Reproduce the material below line for line, with the same wording and punctuation, and leave the pictures out.

Start Supplied data

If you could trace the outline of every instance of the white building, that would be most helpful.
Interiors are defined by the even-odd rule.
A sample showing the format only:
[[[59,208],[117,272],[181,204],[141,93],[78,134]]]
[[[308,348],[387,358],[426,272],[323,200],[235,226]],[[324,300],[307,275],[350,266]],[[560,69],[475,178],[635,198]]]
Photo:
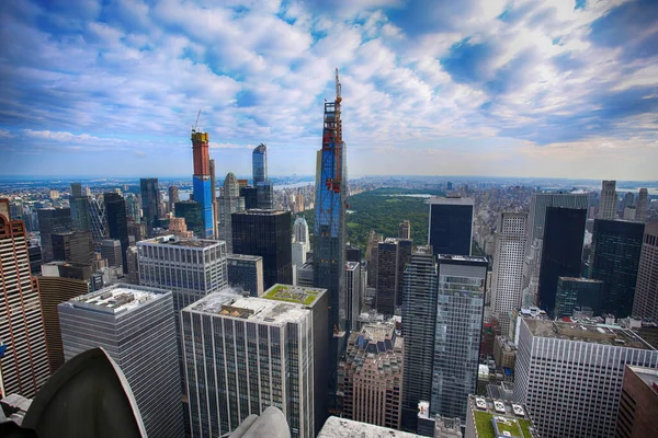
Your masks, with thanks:
[[[626,328],[523,319],[514,400],[543,438],[611,437],[624,367],[658,368],[658,351]]]

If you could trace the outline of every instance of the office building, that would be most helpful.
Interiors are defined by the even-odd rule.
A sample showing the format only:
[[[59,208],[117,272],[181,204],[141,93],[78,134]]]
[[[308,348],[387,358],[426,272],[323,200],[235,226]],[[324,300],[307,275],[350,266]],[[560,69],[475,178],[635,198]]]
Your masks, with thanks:
[[[43,274],[36,278],[44,316],[48,362],[50,372],[55,372],[64,365],[57,306],[89,292],[91,266],[50,262],[43,265]]]
[[[252,209],[232,214],[235,254],[263,257],[265,288],[293,283],[290,211]]]
[[[146,433],[182,437],[171,292],[118,284],[73,298],[58,311],[65,359],[103,347],[131,384]]]
[[[518,346],[514,401],[543,438],[612,436],[625,366],[658,367],[649,344],[605,325],[523,318]]]
[[[39,208],[38,232],[41,235],[42,258],[44,263],[53,262],[53,234],[73,231],[71,210],[69,208]]]
[[[338,360],[347,338],[345,201],[348,175],[342,138],[341,85],[336,71],[336,100],[325,102],[322,148],[316,155],[315,222],[313,244],[314,286],[329,291],[329,392],[336,407]]]
[[[101,257],[107,261],[109,267],[120,267],[123,272],[124,260],[121,253],[121,242],[106,239],[101,243]],[[126,261],[127,262],[127,261]],[[127,263],[126,263],[127,268]]]
[[[477,387],[487,258],[439,255],[430,413],[466,419]]]
[[[658,222],[645,226],[633,300],[633,316],[658,321]]]
[[[509,330],[509,314],[512,309],[521,307],[526,229],[527,214],[500,214],[494,252],[491,307],[498,316],[502,333]]]
[[[69,218],[70,220],[70,218]],[[25,224],[0,199],[0,392],[33,397],[50,376],[36,278],[30,273]]]
[[[585,240],[585,208],[547,207],[540,264],[540,308],[553,314],[558,277],[579,277]]]
[[[251,297],[263,295],[263,257],[260,255],[228,254],[228,285],[249,292]]]
[[[158,205],[160,204],[158,178],[139,180],[139,188],[141,193],[141,214],[145,218],[146,232],[148,235],[151,235],[154,228],[160,226],[160,221],[158,220]]]
[[[110,239],[117,240],[121,243],[122,267],[124,273],[127,273],[128,261],[126,258],[126,251],[128,250],[131,242],[128,240],[126,200],[117,193],[104,194],[103,200],[105,201],[105,216],[107,217]]]
[[[589,278],[558,277],[555,293],[556,318],[571,316],[576,308],[590,308],[594,315],[601,315],[603,281]]]
[[[432,396],[436,326],[436,265],[431,246],[419,246],[405,269],[402,337],[406,339],[402,427],[417,429],[418,404]]]
[[[650,437],[658,430],[658,372],[626,366],[615,426],[615,437]]]
[[[637,205],[635,206],[635,220],[638,222],[647,221],[647,207],[648,207],[649,194],[646,188],[640,188],[637,195]]]
[[[613,220],[616,214],[616,181],[603,181],[601,183],[601,198],[599,200],[599,219]]]
[[[617,318],[633,311],[644,223],[624,220],[594,220],[589,277],[601,280],[601,312]]]
[[[183,309],[192,436],[222,436],[269,406],[283,412],[292,437],[315,436],[327,306],[322,289],[275,285],[262,298],[216,292]]]
[[[468,415],[464,438],[538,438],[527,410],[507,400],[468,395]]]
[[[232,172],[224,180],[224,193],[217,199],[219,207],[219,240],[226,242],[226,251],[232,253],[231,215],[245,210],[245,198],[240,196],[240,186]]]
[[[196,238],[203,235],[203,220],[201,204],[194,200],[181,200],[173,207],[177,218],[185,219],[188,231],[192,231]]]
[[[345,295],[348,328],[355,326],[361,313],[363,291],[361,289],[361,265],[358,262],[345,262]]]
[[[434,254],[470,255],[474,200],[430,198],[429,245]]]
[[[398,226],[398,239],[411,239],[411,222],[408,220]]]
[[[400,428],[404,357],[394,321],[365,324],[350,335],[339,366],[345,418]]]
[[[90,231],[53,233],[53,260],[92,265],[95,261],[93,238]]]

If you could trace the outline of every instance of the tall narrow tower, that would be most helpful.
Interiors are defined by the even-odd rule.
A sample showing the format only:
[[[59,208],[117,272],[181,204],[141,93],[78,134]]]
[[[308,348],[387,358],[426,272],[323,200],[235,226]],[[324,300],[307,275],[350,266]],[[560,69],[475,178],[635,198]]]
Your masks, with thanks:
[[[345,145],[340,119],[340,82],[336,69],[336,101],[325,102],[322,149],[317,154],[314,224],[314,285],[329,290],[330,407],[337,389],[337,367],[345,347]]]
[[[201,220],[203,222],[203,235],[201,238],[211,238],[213,237],[214,226],[208,132],[197,132],[196,126],[192,128],[192,153],[194,159],[192,192],[194,201],[201,205]]]

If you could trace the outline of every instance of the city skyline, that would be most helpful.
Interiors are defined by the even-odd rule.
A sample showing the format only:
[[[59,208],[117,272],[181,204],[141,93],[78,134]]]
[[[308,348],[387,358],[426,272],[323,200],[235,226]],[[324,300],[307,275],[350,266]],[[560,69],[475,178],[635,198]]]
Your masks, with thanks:
[[[4,172],[178,173],[202,110],[217,174],[308,174],[338,67],[351,174],[655,177],[649,1],[202,8],[7,5]]]

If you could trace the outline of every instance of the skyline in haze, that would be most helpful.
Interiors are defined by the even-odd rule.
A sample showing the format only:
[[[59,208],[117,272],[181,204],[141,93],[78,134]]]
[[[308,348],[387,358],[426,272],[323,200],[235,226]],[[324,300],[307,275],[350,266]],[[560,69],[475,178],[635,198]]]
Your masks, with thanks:
[[[338,67],[350,175],[656,180],[656,2],[200,3],[3,4],[3,175],[309,175]]]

End Supplied data

== Reply to the exercise ==
If you could trace the outline of every instance of the white building, that would be most helpful.
Interiors are defined by the even-odd rule.
A sample showing the format only:
[[[59,208],[117,272],[181,204],[141,93],[78,134]]]
[[[308,348],[387,358],[426,272],[323,200],[235,226]],[[324,300],[307,275],[350,266]],[[560,69],[475,178],[635,198]]]
Photo:
Your masks, with thanks:
[[[626,328],[523,319],[514,400],[543,438],[611,437],[624,367],[658,368],[658,351]]]

If you could trace the outline of every instance of the office building, that would be most helpful.
Interiors are defined by the even-odd rule.
A sample showing the format only:
[[[59,208],[117,272],[181,204],[141,93],[78,134]]]
[[[308,348],[387,358],[426,272],[323,200],[235,226]],[[324,300],[307,275],[350,266]],[[560,69],[475,178],[635,198]]]
Your masks, with thanks:
[[[43,274],[36,278],[44,316],[48,362],[50,372],[55,372],[64,365],[57,306],[89,292],[91,266],[50,262],[43,265]]]
[[[252,209],[232,214],[235,254],[263,257],[265,288],[293,283],[290,211]]]
[[[146,433],[182,437],[171,292],[118,284],[73,298],[58,311],[65,359],[103,347],[131,384]]]
[[[518,346],[514,401],[543,438],[612,436],[625,366],[658,367],[649,344],[605,325],[523,318]]]
[[[39,208],[38,232],[41,235],[42,258],[44,263],[53,262],[53,234],[73,231],[71,210],[69,208]]]
[[[338,360],[347,338],[345,201],[348,175],[342,138],[341,85],[336,71],[336,100],[325,102],[322,148],[316,155],[315,222],[313,244],[314,286],[329,291],[329,392],[336,407]]]
[[[101,257],[107,261],[109,267],[120,267],[123,272],[124,260],[121,253],[121,242],[106,239],[101,243]],[[126,261],[127,262],[127,261]],[[127,263],[126,263],[127,268]]]
[[[477,387],[487,258],[439,255],[430,413],[466,419]]]
[[[658,222],[645,226],[633,300],[633,316],[658,321]]]
[[[509,330],[509,314],[512,309],[521,307],[526,229],[527,214],[500,214],[494,252],[491,307],[498,316],[502,333]]]
[[[69,218],[70,220],[70,218]],[[25,224],[0,199],[0,392],[33,397],[50,376],[36,278],[30,273]]]
[[[585,240],[585,208],[547,207],[540,264],[540,308],[553,314],[558,277],[579,277]]]
[[[251,297],[263,295],[263,257],[260,255],[228,254],[228,285],[249,292]]]
[[[158,205],[160,204],[158,178],[139,180],[139,188],[141,193],[141,214],[145,218],[146,232],[148,235],[151,235],[154,228],[160,226],[160,221],[158,220]]]
[[[110,239],[117,240],[121,243],[122,267],[124,273],[127,273],[128,261],[126,258],[126,251],[128,250],[131,242],[128,240],[126,200],[117,193],[104,194],[103,200],[105,201],[105,216],[107,217]]]
[[[589,278],[558,277],[555,293],[556,318],[571,316],[576,308],[590,308],[594,315],[601,315],[603,281]]]
[[[432,396],[436,326],[436,265],[431,246],[419,246],[405,269],[402,337],[406,339],[402,427],[417,429],[418,404]]]
[[[650,437],[658,430],[658,372],[626,366],[615,426],[615,437]]]
[[[637,205],[635,206],[635,220],[638,222],[647,221],[647,207],[648,207],[649,194],[646,188],[640,188],[637,195]]]
[[[613,220],[616,214],[616,181],[603,181],[601,183],[601,198],[599,200],[599,219]]]
[[[617,318],[633,311],[644,223],[624,220],[594,220],[589,277],[601,280],[601,312]]]
[[[183,309],[192,436],[222,436],[269,406],[283,412],[292,437],[315,436],[327,306],[322,289],[275,285],[262,298],[216,292]]]
[[[468,415],[464,438],[538,438],[527,410],[507,400],[468,395]]]
[[[232,172],[224,180],[224,193],[217,199],[219,207],[219,240],[226,242],[226,251],[232,253],[231,215],[245,210],[245,198],[240,196],[240,186]]]
[[[196,238],[203,235],[203,220],[201,204],[194,200],[181,200],[173,207],[177,218],[185,219],[188,231],[192,231]]]
[[[345,295],[348,328],[355,326],[361,313],[363,291],[361,289],[361,265],[358,262],[345,262]]]
[[[434,254],[470,255],[474,200],[430,198],[429,245]]]
[[[398,226],[398,239],[411,239],[411,222],[408,220]]]
[[[400,428],[404,357],[394,321],[365,324],[350,335],[339,366],[345,418]]]
[[[90,231],[53,233],[53,260],[92,265],[95,261],[93,238]]]

If you could trace the outline of every instance of the tall narrow tower, that would be most helpful.
Interiors are defined by the even-odd rule.
A sample showing the format only:
[[[59,208],[117,272],[181,204],[141,93],[78,134]]]
[[[308,348],[387,358],[426,272],[323,200],[235,226]],[[324,300],[307,275],[350,266]],[[560,69],[475,178],[635,198]]]
Your masks, with thanks:
[[[345,145],[340,119],[340,82],[336,69],[336,101],[325,102],[322,149],[317,154],[314,224],[314,285],[329,290],[330,407],[337,389],[337,367],[345,347]]]
[[[201,220],[203,222],[203,235],[201,238],[211,238],[213,237],[214,226],[208,132],[197,132],[196,126],[192,128],[192,153],[194,159],[192,192],[194,201],[201,205]]]

If you could trace the outline of every instance of the city skyline, that would be most helpful.
Interiors are defined by the even-odd rule.
A sample showing the format only:
[[[59,208],[117,272],[181,204],[141,93],[78,134]]]
[[[308,348],[387,358],[426,272],[323,200],[235,226]],[[324,300],[307,275],[350,266]],[[560,69],[475,178],[635,198]]]
Your masks, with thanks:
[[[4,172],[178,173],[202,110],[217,174],[308,174],[338,67],[351,174],[655,177],[649,1],[202,8],[7,5]]]

If you could trace the outline of every instance of the skyline in haze, that would be most helpful.
Interiors are defined by the even-odd rule.
A sample showing the format only:
[[[59,208],[117,272],[181,204],[141,93],[78,134]]]
[[[308,348],[387,358],[426,272],[323,200],[235,226]],[[324,300],[307,275],[350,266]],[[560,69],[475,178],[635,198]]]
Your masks, with thanks:
[[[338,67],[350,175],[656,180],[656,2],[200,3],[3,4],[3,175],[309,175]]]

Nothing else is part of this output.